**Document section**
>>>>>
Identifies the faulty wafer before it can be used for the fabrication of integrated circuits and, in photovoltaics, to manufacture solar cells.

Overview

Retrainable-Faulty-Wafer-Detector

Aim of the project:

In electronics, a wafer (also called a slice or substrate) is a thin slice of semiconductor, such as crystalline silicon (c-Si), used for the fabrication of integrated circuits and, in photovoltaics, to manufacture solar cells. The wafer serves as the substrate for microelectronic devices built in and upon the wafer. The project aims to successfully identify the state of the provided wafer by classifying it between one of the two-class +1 (good, can be used as a substrate) or -1 (bad, the substrate need to be replaced) and then train the model on this data so that it can continuously update itself with the environment and become more generalized with time. In this regard, a training and prediction dataset is provided to build a machine learning classification model, which can predict the wafer quality.

Data Description:

The columns of provided data can be classified into 3 parts: wafer name, sensor values and label. The wafer name contains the batch number of the wafer, whereas the sensor values obtained from the measurement carried out on the wafer. The label column contains two unique values +1 and -1 that identifies if the wafer is good or need to be replaced. Additionally, we also require a schema file, which contains all the relevant information about the training files such as file names, length of date value in the file name, length of time value in the file name, number of columns, name of the columns, and their datatype.
<<<<<
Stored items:
>>>>>
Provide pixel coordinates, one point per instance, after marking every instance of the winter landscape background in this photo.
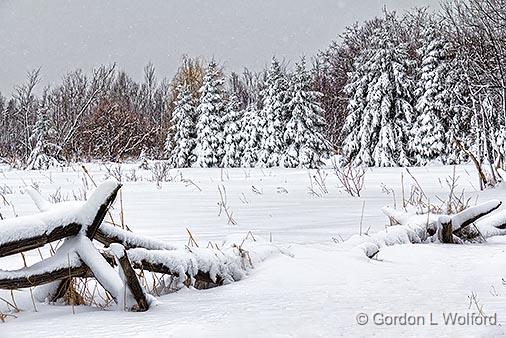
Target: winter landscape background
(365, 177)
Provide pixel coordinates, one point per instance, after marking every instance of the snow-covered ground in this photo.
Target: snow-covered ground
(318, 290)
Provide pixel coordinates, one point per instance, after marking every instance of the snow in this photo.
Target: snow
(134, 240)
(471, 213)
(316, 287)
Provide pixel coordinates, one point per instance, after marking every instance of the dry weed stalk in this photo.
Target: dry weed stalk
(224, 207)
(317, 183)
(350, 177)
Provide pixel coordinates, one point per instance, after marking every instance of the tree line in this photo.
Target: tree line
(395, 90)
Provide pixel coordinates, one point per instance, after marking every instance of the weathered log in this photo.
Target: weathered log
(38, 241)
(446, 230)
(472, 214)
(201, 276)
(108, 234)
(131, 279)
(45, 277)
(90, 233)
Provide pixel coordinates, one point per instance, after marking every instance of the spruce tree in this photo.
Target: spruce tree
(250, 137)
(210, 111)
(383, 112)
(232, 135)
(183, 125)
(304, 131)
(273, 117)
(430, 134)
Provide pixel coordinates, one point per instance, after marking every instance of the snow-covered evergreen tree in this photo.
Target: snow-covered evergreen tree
<<<<<
**Using the information**
- a) In the wafer detector description, reproduce the stretch from "In electronics, a" through "the wafer quality.", substituting "semiconducting material" for "semiconductor".
- b) Recast the paragraph of the wafer detector description that begins "The columns of provided data" as a bulleted list that keeps its main facts.
- c) Write the next part of the wafer detector description, picking up after its last sentence.
The material has no connection to the wafer detector description.

**Replies**
- a)
In electronics, a wafer (also called a slice or substrate) is a thin slice of semiconducting material, such as crystalline silicon (c-Si), used for the fabrication of integrated circuits and, in photovoltaics, to manufacture solar cells. The wafer serves as the substrate for microelectronic devices built in and upon the wafer. The project aims to successfully identify the state of the provided wafer by classifying it between one of the two-class +1 (good, can be used as a substrate) or -1 (bad, the substrate need to be replaced) and then train the model on this data so that it can continuously update itself with the environment and become more generalized with time. In this regard, a training and prediction dataset is provided to build a machine learning classification model, which can predict the wafer quality.

- b)
- The data columns fall into three parts: wafer name, sensor values and label.
- Wafer name: holds the batch number of the wafer.
- Sensor values: obtained from the measurement carried out on the wafer.
- Label: holds two unique values, +1 and -1, showing whether the wafer is good or needs to be replaced.
- A schema file is also required. It contains the relevant information about the training files: file names, length of the date value in the file name, length of the time value in the file name, number of columns, column names and their datatype.

- c)
Directory creation:

All the necessary folders were created to effectively separate the files so that the end-user can get easy access to them.

Data Validation:

In this step, we matched our dataset with the provided schema file to match the file names, the number of columns it should contain, their names as well as their datatype. If the files matched with the schema values then they are considered good files on which we can train or predict our model, however, if it didn't match then they are moved to the bad folder. Moreover, we also identify the columns with null values. If all the data in a column is missing then the file is also moved to the bad folder. On the contrary, if only a fraction of data in a column is missing then we initially fill it with NaN and considered it as good data.

Data Insertion in Database:

First, open a connection to the database if it exists otherwise create a new one. A table with the name train_good_raw_dt or pred_good_raw_dt is created in the database, based on the training or prediction process, for inserting the good data files obtained from the data validation step. If the table is already present then new files are inserted in that table as we want training to be done on new as well as old training files. In the end, the data in a stored database is exported as a CSV file, to be used for the model training.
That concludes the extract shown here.